Render the lines below as a numbered list, omitting any blank lines.

== Segment start ==

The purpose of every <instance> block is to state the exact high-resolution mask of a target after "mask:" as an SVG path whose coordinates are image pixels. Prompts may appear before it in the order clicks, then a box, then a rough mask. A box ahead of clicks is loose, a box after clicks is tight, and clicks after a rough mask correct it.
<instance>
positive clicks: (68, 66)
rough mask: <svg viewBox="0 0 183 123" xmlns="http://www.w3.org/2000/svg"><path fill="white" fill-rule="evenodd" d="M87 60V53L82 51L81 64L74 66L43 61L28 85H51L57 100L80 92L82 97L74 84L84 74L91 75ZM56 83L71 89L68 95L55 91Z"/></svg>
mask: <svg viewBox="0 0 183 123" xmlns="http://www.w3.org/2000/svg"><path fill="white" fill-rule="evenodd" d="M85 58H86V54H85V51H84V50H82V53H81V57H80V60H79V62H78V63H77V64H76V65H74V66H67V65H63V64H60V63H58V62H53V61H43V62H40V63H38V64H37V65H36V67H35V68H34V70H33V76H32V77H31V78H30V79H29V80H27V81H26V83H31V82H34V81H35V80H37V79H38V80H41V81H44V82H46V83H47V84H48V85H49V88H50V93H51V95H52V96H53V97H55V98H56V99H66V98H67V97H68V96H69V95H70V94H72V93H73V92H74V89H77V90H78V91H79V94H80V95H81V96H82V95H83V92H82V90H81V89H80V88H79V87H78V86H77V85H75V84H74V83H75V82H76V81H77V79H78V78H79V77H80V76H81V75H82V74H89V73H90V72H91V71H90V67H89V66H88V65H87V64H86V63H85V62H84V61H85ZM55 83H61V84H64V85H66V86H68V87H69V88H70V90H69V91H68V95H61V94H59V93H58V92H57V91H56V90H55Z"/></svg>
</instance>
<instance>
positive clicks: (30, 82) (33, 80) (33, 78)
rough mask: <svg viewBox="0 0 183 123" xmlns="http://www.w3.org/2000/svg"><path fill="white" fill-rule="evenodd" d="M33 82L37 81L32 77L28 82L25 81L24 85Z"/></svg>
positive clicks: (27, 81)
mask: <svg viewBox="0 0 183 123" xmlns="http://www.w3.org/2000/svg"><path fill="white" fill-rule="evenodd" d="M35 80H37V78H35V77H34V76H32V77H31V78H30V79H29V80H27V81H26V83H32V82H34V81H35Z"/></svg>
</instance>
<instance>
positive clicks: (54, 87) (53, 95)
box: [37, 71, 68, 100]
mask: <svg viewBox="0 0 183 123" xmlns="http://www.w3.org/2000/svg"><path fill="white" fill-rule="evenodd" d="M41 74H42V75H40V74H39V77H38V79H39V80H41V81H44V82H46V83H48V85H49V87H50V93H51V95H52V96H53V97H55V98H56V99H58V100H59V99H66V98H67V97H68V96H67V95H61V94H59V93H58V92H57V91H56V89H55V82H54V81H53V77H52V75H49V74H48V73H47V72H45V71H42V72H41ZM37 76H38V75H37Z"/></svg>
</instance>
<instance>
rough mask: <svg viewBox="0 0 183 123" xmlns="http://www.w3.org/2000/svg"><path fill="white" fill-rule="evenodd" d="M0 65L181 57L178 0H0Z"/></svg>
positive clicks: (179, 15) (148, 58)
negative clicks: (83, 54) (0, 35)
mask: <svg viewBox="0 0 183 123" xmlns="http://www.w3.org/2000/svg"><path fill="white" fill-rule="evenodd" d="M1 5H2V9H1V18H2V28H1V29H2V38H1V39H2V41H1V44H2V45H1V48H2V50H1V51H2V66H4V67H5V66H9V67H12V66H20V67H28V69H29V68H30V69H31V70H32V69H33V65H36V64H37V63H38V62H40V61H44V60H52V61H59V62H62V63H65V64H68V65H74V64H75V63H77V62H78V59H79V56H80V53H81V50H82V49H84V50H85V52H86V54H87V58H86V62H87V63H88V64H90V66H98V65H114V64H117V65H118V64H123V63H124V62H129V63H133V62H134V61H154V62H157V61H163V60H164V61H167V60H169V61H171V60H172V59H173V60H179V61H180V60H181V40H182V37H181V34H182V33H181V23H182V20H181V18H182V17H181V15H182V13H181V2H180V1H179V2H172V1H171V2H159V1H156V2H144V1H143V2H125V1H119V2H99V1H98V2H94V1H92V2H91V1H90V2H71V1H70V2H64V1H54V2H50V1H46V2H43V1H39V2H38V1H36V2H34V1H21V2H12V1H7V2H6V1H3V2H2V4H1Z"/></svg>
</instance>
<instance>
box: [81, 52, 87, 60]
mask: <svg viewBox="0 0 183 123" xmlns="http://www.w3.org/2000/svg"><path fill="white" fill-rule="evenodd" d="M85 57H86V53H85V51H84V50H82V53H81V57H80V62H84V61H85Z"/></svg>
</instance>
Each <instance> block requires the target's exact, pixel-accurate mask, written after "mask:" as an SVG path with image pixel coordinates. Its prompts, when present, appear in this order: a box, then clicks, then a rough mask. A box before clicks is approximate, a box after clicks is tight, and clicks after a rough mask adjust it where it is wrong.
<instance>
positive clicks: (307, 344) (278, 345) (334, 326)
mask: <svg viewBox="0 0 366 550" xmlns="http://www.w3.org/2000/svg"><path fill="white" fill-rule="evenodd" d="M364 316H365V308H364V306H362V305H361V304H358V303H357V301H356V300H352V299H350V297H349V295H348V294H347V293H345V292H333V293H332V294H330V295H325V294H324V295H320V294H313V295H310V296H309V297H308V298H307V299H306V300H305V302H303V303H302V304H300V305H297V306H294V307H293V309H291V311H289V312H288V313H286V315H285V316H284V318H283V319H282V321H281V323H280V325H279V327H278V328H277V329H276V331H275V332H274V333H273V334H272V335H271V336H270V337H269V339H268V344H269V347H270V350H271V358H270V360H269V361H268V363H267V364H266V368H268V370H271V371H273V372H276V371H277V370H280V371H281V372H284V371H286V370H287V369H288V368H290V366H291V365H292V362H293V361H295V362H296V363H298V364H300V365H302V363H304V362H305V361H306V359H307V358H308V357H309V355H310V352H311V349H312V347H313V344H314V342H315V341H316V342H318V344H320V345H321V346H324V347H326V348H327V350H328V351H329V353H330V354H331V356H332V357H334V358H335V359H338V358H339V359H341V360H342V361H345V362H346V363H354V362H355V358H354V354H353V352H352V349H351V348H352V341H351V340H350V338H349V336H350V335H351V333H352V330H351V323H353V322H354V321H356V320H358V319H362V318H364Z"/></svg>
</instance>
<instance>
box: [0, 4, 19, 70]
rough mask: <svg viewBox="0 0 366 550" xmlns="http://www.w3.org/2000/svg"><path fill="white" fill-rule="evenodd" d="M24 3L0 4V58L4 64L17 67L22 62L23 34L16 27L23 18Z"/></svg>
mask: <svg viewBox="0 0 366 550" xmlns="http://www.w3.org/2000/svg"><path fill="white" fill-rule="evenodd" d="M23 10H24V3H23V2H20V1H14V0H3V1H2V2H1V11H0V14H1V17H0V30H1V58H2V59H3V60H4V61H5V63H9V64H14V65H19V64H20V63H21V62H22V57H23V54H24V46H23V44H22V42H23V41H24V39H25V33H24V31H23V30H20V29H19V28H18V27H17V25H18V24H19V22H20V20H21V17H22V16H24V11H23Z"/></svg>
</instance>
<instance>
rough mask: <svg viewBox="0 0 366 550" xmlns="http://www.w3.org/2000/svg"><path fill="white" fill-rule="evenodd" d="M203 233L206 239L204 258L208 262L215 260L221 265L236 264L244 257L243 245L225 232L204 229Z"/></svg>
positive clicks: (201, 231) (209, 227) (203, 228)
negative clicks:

== Segment end ==

**Answer to the exercise:**
1. The purpose of every <instance> block is to state the exact high-resolution mask of a target after "mask:" as an SVG path whose coordinates are image pixels. Prompts may appear before it in the order clicks, then a box, then a rough mask. A box ahead of clicks is loose, a box after clicks is tight, and clicks after a rough mask correct it.
2. <instance>
3. positive clicks: (68, 66)
4. rough mask: <svg viewBox="0 0 183 123" xmlns="http://www.w3.org/2000/svg"><path fill="white" fill-rule="evenodd" d="M87 60V53L82 51L81 64L74 66L43 61L28 85H51L57 100L80 92L82 97L74 84L84 74L91 75ZM56 83L71 89L68 95L55 91Z"/></svg>
5. mask: <svg viewBox="0 0 183 123" xmlns="http://www.w3.org/2000/svg"><path fill="white" fill-rule="evenodd" d="M85 58H86V54H85V51H84V50H82V53H81V57H80V60H79V62H78V63H77V64H76V65H74V66H67V65H63V64H60V63H58V62H53V61H43V62H40V63H38V64H37V65H36V67H35V68H34V70H33V76H32V77H31V78H30V79H29V80H27V81H26V83H31V82H34V81H35V80H37V79H38V80H41V81H44V82H46V83H47V84H48V85H49V88H50V93H51V95H52V96H53V97H55V98H56V99H66V98H67V97H68V96H69V95H70V94H72V93H73V92H74V89H77V90H78V91H79V94H80V95H81V96H82V95H83V92H82V90H81V89H80V88H79V87H78V86H77V85H75V84H74V83H75V82H76V81H77V79H78V78H79V77H80V76H81V75H82V74H89V73H90V72H91V71H90V67H89V66H88V65H87V64H86V63H85V62H84V61H85ZM55 83H61V84H64V85H66V86H68V87H69V88H70V90H69V91H68V95H61V94H59V93H58V92H57V91H56V90H55Z"/></svg>
6. </instance>
7. <instance>
8. positive clicks: (30, 82) (33, 80) (33, 78)
9. rough mask: <svg viewBox="0 0 183 123" xmlns="http://www.w3.org/2000/svg"><path fill="white" fill-rule="evenodd" d="M33 82L37 81L32 77L28 82L25 81L24 85Z"/></svg>
10. positive clicks: (27, 81)
11. mask: <svg viewBox="0 0 183 123" xmlns="http://www.w3.org/2000/svg"><path fill="white" fill-rule="evenodd" d="M35 80H37V78H35V77H34V76H32V77H31V78H30V79H29V80H27V81H26V83H32V82H34V81H35Z"/></svg>
12. </instance>
13. <instance>
14. positive clicks: (54, 87) (53, 95)
15. box: [37, 71, 68, 100]
16. mask: <svg viewBox="0 0 183 123" xmlns="http://www.w3.org/2000/svg"><path fill="white" fill-rule="evenodd" d="M41 74H42V75H40V74H39V77H38V79H39V80H41V81H44V82H46V83H48V85H49V87H50V93H51V95H52V96H53V97H55V98H56V99H58V100H59V99H66V98H67V97H68V96H67V95H61V94H59V93H58V92H57V91H56V89H55V82H54V81H53V77H52V75H49V74H48V73H47V72H45V71H42V72H41ZM37 76H38V75H37Z"/></svg>
17. </instance>
18. <instance>
19. rough mask: <svg viewBox="0 0 183 123" xmlns="http://www.w3.org/2000/svg"><path fill="white" fill-rule="evenodd" d="M0 65L181 57L178 0H0Z"/></svg>
20. positive clicks: (179, 15) (148, 58)
21. negative clicks: (83, 54) (0, 35)
22. mask: <svg viewBox="0 0 183 123" xmlns="http://www.w3.org/2000/svg"><path fill="white" fill-rule="evenodd" d="M1 5H2V9H1V18H2V28H1V29H2V38H1V39H2V41H1V44H2V45H1V48H2V50H1V51H2V66H4V67H5V66H9V67H12V66H20V67H28V69H29V68H30V69H31V70H32V69H33V65H36V64H37V63H38V62H40V61H44V60H52V61H59V62H62V63H65V64H68V65H74V64H75V63H77V62H78V59H79V56H80V53H81V50H82V49H84V50H85V52H86V54H87V58H86V62H87V63H88V64H90V66H98V65H114V64H117V65H118V64H123V63H124V62H129V63H133V62H134V61H154V62H157V61H163V60H164V61H167V60H169V61H171V60H172V59H173V60H179V61H180V60H181V40H182V37H181V34H182V33H181V23H182V20H181V18H182V17H181V15H182V13H181V2H180V1H179V2H172V1H171V2H159V1H156V2H144V1H143V2H125V1H119V2H99V1H98V2H94V1H92V2H91V1H90V2H71V1H70V2H64V1H54V2H50V1H46V2H43V1H39V2H38V1H36V2H34V1H21V2H12V1H7V2H6V1H3V2H2V4H1Z"/></svg>
23. </instance>
24. <instance>
25. box: [81, 52, 87, 60]
26. mask: <svg viewBox="0 0 183 123" xmlns="http://www.w3.org/2000/svg"><path fill="white" fill-rule="evenodd" d="M85 57H86V53H85V51H84V50H82V53H81V57H80V62H84V61H85Z"/></svg>
27. </instance>
28. Each <instance> block requires the target's exact, pixel-accurate mask, written after "mask:" as an SVG path with image pixel coordinates. Its prompts, when present, appear in this order: a box, then clicks, then a rough mask. A box before clicks is approximate, a box after clicks is tight, and clicks after a rough mask adjust it where it is wrong.
29. <instance>
30. positive clicks: (307, 344) (278, 345) (334, 326)
31. mask: <svg viewBox="0 0 366 550" xmlns="http://www.w3.org/2000/svg"><path fill="white" fill-rule="evenodd" d="M364 316H365V308H364V306H362V305H361V304H358V303H357V301H356V300H352V299H350V297H349V295H348V294H347V293H345V292H333V293H332V294H330V295H325V294H324V295H320V294H313V295H310V296H309V297H308V298H307V299H306V300H305V302H303V303H302V304H300V305H297V306H294V307H293V309H291V311H289V312H288V313H286V315H285V316H284V318H283V319H282V321H281V323H280V325H279V327H278V328H277V329H276V331H275V332H274V333H273V334H272V335H271V336H270V337H269V339H268V344H269V347H270V350H271V358H270V360H269V361H268V363H267V364H266V368H268V370H271V371H273V372H276V371H277V370H280V371H281V372H284V371H286V370H287V369H288V368H290V366H291V365H292V362H293V361H295V362H296V363H298V364H300V365H302V363H304V362H305V361H306V359H307V358H308V357H309V355H310V352H311V349H312V347H313V344H314V342H315V341H316V342H318V344H320V345H321V346H324V347H326V348H327V350H328V351H329V353H330V354H331V356H332V357H334V358H335V359H338V358H339V359H341V360H342V361H345V362H346V363H354V362H355V358H354V354H353V352H352V349H351V348H352V341H351V340H350V338H349V336H350V335H351V333H352V330H351V323H353V322H354V321H356V320H358V319H362V318H364Z"/></svg>
32. </instance>
33. <instance>
34. box: [0, 4, 19, 70]
35. rough mask: <svg viewBox="0 0 366 550" xmlns="http://www.w3.org/2000/svg"><path fill="white" fill-rule="evenodd" d="M24 3L0 4V58L4 64L17 67L22 62L23 34L16 27L23 18Z"/></svg>
36. mask: <svg viewBox="0 0 366 550" xmlns="http://www.w3.org/2000/svg"><path fill="white" fill-rule="evenodd" d="M23 10H24V3H23V2H20V1H14V0H3V1H2V2H1V11H0V14H1V17H0V30H1V58H2V59H3V60H4V61H5V63H9V64H14V65H19V64H20V63H21V62H22V57H23V54H24V46H23V44H22V42H23V41H24V39H25V33H24V31H23V30H20V29H19V28H18V27H17V25H18V24H19V22H20V20H21V17H22V16H24V11H23Z"/></svg>
37. </instance>
38. <instance>
39. rough mask: <svg viewBox="0 0 366 550" xmlns="http://www.w3.org/2000/svg"><path fill="white" fill-rule="evenodd" d="M203 233L206 239L204 258L208 262L215 260L221 265L236 264L244 257L243 245L225 232L204 229Z"/></svg>
40. positive clicks: (201, 231) (209, 227) (203, 228)
41. negative clicks:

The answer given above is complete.